_Text_
--- BEGIN ---

He left that place and went to the region of Judea and beyond the Jordan. And crowds again gathered around him; and, as was his custom, he again taught them.
2 Some Pharisees came, and to test him they asked, “Is it lawful for a man to divorce his wife?” 3 He answered them, “What did Moses command you?” 4 They said, “Moses allowed a man to write a certificate of dismissal and to divorce her.” 5 But Jesus said to them, “Because of your hardness of heart he wrote this commandment for you. 6 But from the beginning of creation, ‘God made them male and female.’ 7 ‘For this reason a man shall leave his father and mother and be joined to his wife, 8 and the two shall become one flesh.’ So they are no longer two, but one flesh. 9 Therefore what God has joined together, let no one separate.”
10 Then in the house the disciples asked him again about this matter. 11 He said to them, “Whoever divorces his wife and marries another commits adultery against her; 12 and if she divorces her husband and marries another, she commits adultery."
The question of the Pharisees, the means by which they will “test” Jesus is important. Not because they should already know the answer, as students of the law, but because of the issue they choose to engage - divorce. Underneath this issue is the conversation about what constitutes adultery, a topic that has already had dire consequences for John the Baptizer.

--- END ---

_Instructions_
a) In the passage, where did the disciples ask Jesus again about this matter?
b) Reproduce the stretch of the passage from "The question of" through "John the Baptizer.".
c) List every individual named by a proper name in the passage.

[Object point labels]
--- BEGIN ---

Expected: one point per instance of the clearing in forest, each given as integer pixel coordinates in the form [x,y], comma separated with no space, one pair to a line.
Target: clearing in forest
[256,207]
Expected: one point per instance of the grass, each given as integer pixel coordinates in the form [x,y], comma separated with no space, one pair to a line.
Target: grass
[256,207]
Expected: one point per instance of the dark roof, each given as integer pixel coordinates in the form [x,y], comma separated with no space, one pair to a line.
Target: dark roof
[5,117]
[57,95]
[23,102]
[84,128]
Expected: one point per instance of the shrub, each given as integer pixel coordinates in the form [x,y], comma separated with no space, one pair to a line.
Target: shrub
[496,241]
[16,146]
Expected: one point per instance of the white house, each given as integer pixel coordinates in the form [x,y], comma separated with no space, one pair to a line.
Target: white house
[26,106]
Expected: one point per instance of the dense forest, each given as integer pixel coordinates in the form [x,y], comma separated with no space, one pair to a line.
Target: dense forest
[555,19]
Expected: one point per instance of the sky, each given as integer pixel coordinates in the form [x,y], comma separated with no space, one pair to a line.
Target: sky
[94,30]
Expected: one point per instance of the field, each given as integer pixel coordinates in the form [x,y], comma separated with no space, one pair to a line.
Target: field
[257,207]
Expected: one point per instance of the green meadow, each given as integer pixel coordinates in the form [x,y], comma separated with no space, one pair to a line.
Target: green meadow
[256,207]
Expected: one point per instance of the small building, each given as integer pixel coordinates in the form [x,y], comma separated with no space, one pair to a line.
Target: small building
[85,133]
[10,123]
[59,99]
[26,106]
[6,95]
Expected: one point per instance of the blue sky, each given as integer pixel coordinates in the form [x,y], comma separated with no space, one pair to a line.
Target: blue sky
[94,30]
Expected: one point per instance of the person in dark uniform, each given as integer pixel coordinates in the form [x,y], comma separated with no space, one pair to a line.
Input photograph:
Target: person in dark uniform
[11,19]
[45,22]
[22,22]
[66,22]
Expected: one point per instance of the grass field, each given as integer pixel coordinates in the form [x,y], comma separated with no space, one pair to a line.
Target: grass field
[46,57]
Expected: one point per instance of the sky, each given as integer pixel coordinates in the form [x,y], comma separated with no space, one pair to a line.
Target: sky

--- END ---

_Full solutions_
a) In the house.

b)
The question of the Pharisees, the means by which they will “test” Jesus is important. Not because they should already know the answer, as students of the law, but because of the issue they choose to engage - divorce. Underneath this issue is the conversation about what constitutes adultery, a topic that has already had dire consequences for John the Baptizer.

c) Jesus, Moses, God, John the Baptizer